Your objective: Extract each line in the rows below that contains the word "spoon", copying every such line in full.

Data lines:
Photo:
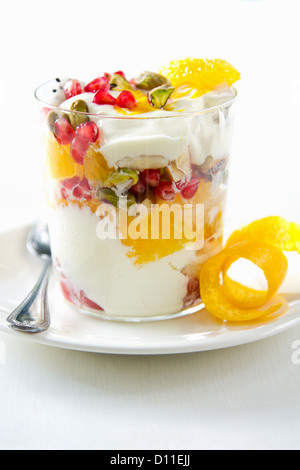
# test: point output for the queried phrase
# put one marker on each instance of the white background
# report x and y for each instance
(245, 397)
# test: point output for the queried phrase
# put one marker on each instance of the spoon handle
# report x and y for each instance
(32, 315)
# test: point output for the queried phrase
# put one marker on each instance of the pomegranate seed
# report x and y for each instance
(86, 302)
(88, 131)
(126, 100)
(79, 148)
(190, 189)
(103, 97)
(72, 88)
(44, 113)
(98, 84)
(139, 187)
(76, 188)
(119, 72)
(63, 131)
(151, 177)
(166, 190)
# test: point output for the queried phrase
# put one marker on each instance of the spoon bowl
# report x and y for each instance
(32, 315)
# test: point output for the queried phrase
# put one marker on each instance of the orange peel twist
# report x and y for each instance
(262, 242)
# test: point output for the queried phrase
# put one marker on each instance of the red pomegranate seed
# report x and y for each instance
(66, 292)
(126, 100)
(151, 177)
(119, 72)
(139, 187)
(63, 131)
(190, 189)
(103, 97)
(79, 148)
(107, 75)
(72, 88)
(98, 84)
(166, 190)
(88, 131)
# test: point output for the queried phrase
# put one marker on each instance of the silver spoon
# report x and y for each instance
(32, 315)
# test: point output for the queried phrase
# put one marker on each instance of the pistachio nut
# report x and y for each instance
(159, 96)
(75, 118)
(150, 80)
(119, 83)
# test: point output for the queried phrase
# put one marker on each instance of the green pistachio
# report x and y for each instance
(119, 83)
(77, 119)
(150, 80)
(159, 96)
(108, 195)
(122, 178)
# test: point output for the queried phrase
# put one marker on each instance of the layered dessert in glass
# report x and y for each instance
(136, 174)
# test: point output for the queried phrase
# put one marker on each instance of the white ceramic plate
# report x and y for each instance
(72, 330)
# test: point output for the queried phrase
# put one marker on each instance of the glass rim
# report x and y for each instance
(173, 114)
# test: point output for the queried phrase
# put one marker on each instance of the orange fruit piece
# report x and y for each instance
(95, 165)
(202, 74)
(233, 301)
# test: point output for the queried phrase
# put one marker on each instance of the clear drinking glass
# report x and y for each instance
(135, 211)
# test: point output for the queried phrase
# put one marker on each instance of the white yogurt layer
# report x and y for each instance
(202, 134)
(102, 269)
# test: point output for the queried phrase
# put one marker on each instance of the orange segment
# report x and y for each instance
(274, 230)
(202, 74)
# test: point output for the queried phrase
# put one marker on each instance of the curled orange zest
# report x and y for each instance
(261, 242)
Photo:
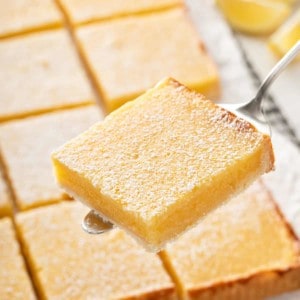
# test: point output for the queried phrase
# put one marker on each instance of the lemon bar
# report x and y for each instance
(75, 265)
(14, 280)
(5, 204)
(81, 12)
(243, 250)
(26, 146)
(18, 17)
(160, 163)
(130, 55)
(41, 72)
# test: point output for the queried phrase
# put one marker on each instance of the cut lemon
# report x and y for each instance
(255, 16)
(286, 36)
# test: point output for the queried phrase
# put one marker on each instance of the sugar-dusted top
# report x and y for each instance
(136, 52)
(91, 10)
(14, 280)
(108, 266)
(157, 149)
(18, 16)
(245, 236)
(26, 147)
(45, 75)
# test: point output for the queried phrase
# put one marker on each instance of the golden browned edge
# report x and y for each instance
(163, 294)
(8, 183)
(116, 16)
(35, 29)
(256, 286)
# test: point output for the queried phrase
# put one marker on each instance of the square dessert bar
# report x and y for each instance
(41, 72)
(243, 250)
(86, 11)
(26, 146)
(160, 163)
(18, 17)
(130, 55)
(14, 280)
(5, 201)
(67, 263)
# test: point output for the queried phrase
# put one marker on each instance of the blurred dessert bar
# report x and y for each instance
(19, 17)
(41, 72)
(129, 55)
(87, 11)
(67, 263)
(14, 280)
(5, 201)
(26, 146)
(243, 250)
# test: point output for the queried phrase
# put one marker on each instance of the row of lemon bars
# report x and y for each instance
(244, 250)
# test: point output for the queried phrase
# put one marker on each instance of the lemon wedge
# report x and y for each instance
(255, 16)
(286, 36)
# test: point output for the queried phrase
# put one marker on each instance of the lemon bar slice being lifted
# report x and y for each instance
(160, 163)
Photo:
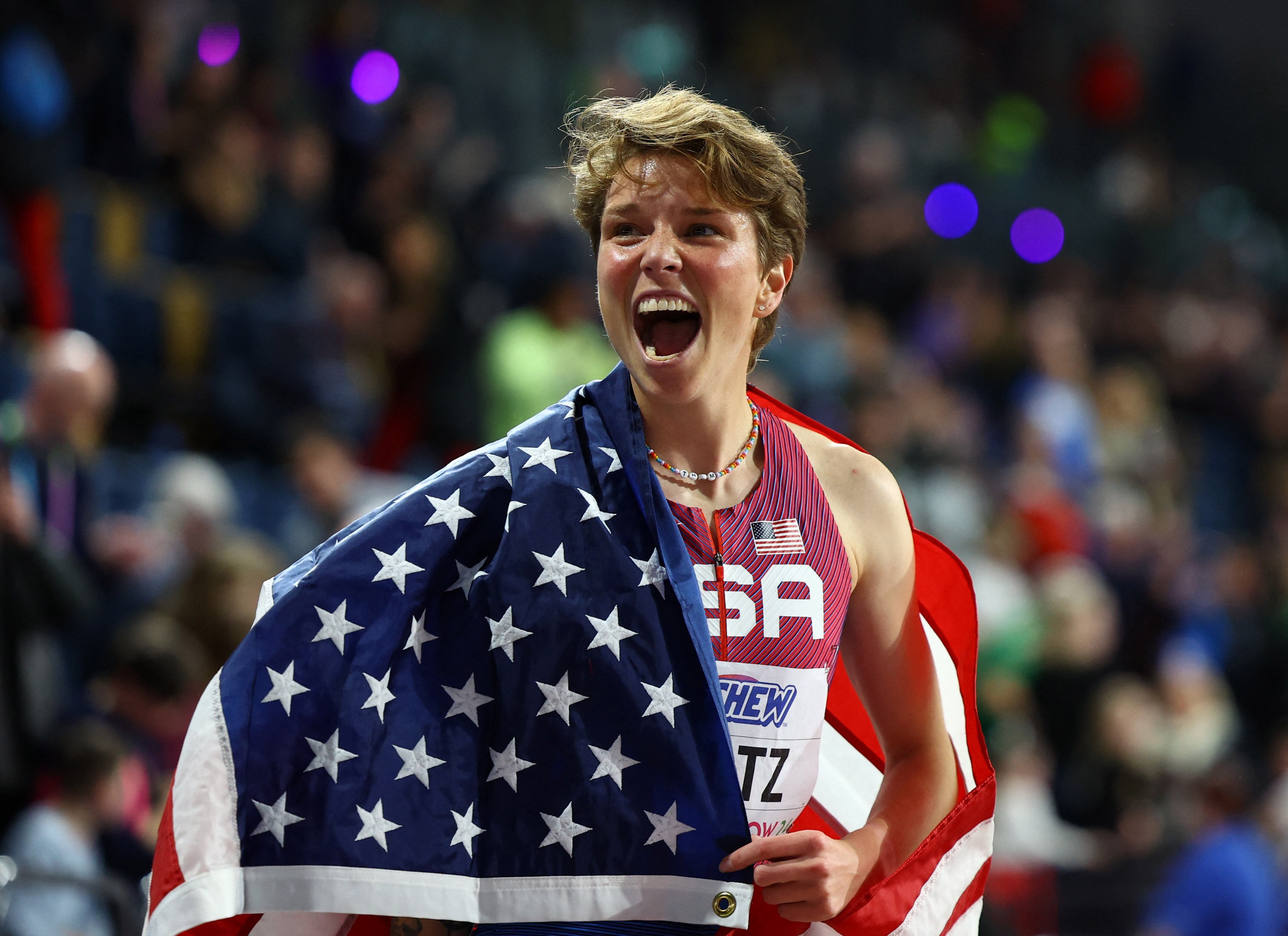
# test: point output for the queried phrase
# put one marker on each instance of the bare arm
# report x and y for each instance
(811, 876)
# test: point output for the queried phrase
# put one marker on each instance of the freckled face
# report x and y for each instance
(679, 281)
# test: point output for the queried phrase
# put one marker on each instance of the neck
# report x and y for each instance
(702, 434)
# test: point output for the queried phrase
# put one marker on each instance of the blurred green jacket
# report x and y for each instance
(529, 363)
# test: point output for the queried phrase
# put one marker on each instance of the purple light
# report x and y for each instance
(951, 210)
(1037, 235)
(218, 44)
(375, 76)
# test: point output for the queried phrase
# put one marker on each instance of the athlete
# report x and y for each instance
(697, 220)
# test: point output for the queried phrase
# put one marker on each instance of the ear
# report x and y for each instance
(773, 288)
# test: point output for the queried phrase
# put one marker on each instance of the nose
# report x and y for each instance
(661, 251)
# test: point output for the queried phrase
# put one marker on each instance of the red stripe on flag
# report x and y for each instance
(969, 897)
(167, 873)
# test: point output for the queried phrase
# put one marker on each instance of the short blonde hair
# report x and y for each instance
(745, 167)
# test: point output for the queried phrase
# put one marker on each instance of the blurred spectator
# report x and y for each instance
(333, 487)
(66, 406)
(1028, 832)
(59, 839)
(1031, 841)
(35, 101)
(216, 602)
(43, 595)
(535, 355)
(151, 688)
(1201, 723)
(1225, 883)
(809, 355)
(1276, 805)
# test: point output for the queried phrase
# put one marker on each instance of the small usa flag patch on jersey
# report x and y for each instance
(777, 537)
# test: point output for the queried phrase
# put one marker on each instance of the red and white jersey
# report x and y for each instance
(786, 582)
(786, 572)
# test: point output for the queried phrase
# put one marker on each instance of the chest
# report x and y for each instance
(773, 571)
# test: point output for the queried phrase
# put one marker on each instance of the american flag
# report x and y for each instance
(777, 537)
(495, 699)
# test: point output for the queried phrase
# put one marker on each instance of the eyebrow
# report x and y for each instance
(699, 210)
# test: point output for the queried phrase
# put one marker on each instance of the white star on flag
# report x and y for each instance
(612, 763)
(608, 633)
(593, 512)
(375, 826)
(380, 694)
(504, 633)
(449, 512)
(666, 828)
(543, 455)
(329, 755)
(417, 763)
(556, 570)
(507, 765)
(396, 568)
(419, 635)
(500, 468)
(284, 687)
(466, 830)
(665, 701)
(466, 576)
(559, 698)
(655, 573)
(275, 819)
(334, 626)
(563, 830)
(466, 701)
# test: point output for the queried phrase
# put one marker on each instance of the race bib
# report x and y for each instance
(776, 722)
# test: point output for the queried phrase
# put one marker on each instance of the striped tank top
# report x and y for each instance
(780, 579)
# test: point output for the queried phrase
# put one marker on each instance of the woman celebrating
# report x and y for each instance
(581, 674)
(697, 218)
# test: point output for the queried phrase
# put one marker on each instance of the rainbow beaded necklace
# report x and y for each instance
(714, 475)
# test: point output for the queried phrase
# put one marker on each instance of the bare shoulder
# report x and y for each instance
(865, 499)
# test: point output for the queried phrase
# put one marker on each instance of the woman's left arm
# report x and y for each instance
(808, 875)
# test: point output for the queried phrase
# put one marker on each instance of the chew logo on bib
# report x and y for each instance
(751, 702)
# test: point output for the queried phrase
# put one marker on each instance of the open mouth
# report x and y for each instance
(666, 328)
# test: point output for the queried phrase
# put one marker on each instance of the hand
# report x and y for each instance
(807, 875)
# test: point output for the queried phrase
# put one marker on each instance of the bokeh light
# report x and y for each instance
(218, 44)
(951, 210)
(375, 76)
(1037, 235)
(34, 92)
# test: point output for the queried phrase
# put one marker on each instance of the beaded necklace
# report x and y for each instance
(713, 475)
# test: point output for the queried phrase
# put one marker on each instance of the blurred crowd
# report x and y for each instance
(241, 308)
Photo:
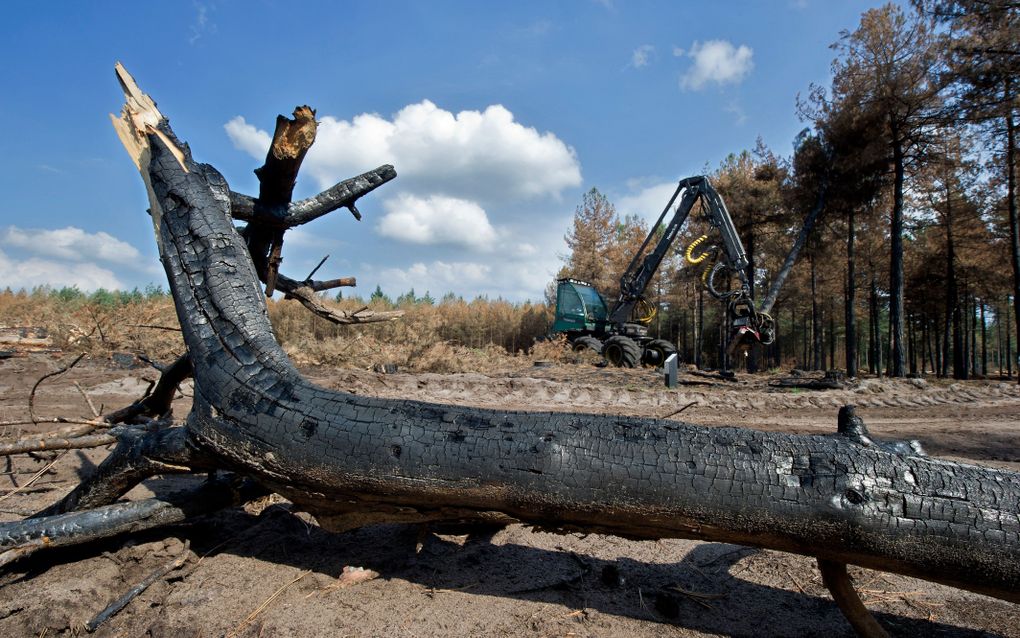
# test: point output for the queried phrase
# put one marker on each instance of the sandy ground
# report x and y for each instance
(266, 571)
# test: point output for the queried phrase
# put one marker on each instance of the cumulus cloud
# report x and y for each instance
(71, 244)
(647, 202)
(640, 56)
(481, 155)
(716, 61)
(247, 138)
(437, 219)
(36, 272)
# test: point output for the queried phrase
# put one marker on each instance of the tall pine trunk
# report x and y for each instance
(897, 358)
(816, 327)
(851, 301)
(1011, 196)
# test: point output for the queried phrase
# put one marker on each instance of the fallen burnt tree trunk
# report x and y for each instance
(353, 460)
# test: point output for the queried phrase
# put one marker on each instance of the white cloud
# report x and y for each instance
(481, 155)
(201, 26)
(717, 61)
(740, 116)
(71, 244)
(247, 138)
(648, 202)
(437, 219)
(36, 272)
(640, 56)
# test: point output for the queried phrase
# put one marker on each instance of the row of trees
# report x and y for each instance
(914, 265)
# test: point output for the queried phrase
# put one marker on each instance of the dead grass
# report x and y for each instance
(451, 336)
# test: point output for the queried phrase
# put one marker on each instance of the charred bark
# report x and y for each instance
(353, 460)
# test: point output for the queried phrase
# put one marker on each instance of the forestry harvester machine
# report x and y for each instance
(621, 335)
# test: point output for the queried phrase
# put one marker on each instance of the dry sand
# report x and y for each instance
(478, 582)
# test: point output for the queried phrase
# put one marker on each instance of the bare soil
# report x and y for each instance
(267, 571)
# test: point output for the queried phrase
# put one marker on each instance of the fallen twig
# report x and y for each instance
(671, 414)
(16, 553)
(58, 443)
(166, 328)
(122, 601)
(88, 399)
(265, 603)
(63, 420)
(34, 478)
(32, 395)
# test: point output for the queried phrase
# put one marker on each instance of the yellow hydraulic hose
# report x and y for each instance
(689, 253)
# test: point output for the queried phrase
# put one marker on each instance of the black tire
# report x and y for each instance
(587, 343)
(621, 351)
(656, 352)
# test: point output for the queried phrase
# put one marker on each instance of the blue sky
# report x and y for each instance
(497, 116)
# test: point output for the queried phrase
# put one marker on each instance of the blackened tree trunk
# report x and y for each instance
(897, 363)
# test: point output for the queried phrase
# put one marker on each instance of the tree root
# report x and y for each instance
(22, 538)
(137, 457)
(837, 582)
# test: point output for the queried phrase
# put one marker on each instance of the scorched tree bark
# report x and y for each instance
(351, 460)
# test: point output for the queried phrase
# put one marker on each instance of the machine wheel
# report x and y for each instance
(656, 351)
(587, 343)
(621, 351)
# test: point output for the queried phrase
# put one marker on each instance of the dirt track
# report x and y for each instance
(490, 582)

Complete response:
# put one marker on each instance of the spoon handle
# put one marker on each instance of the spoon bowl
# put one marker on each instance of the silver spoon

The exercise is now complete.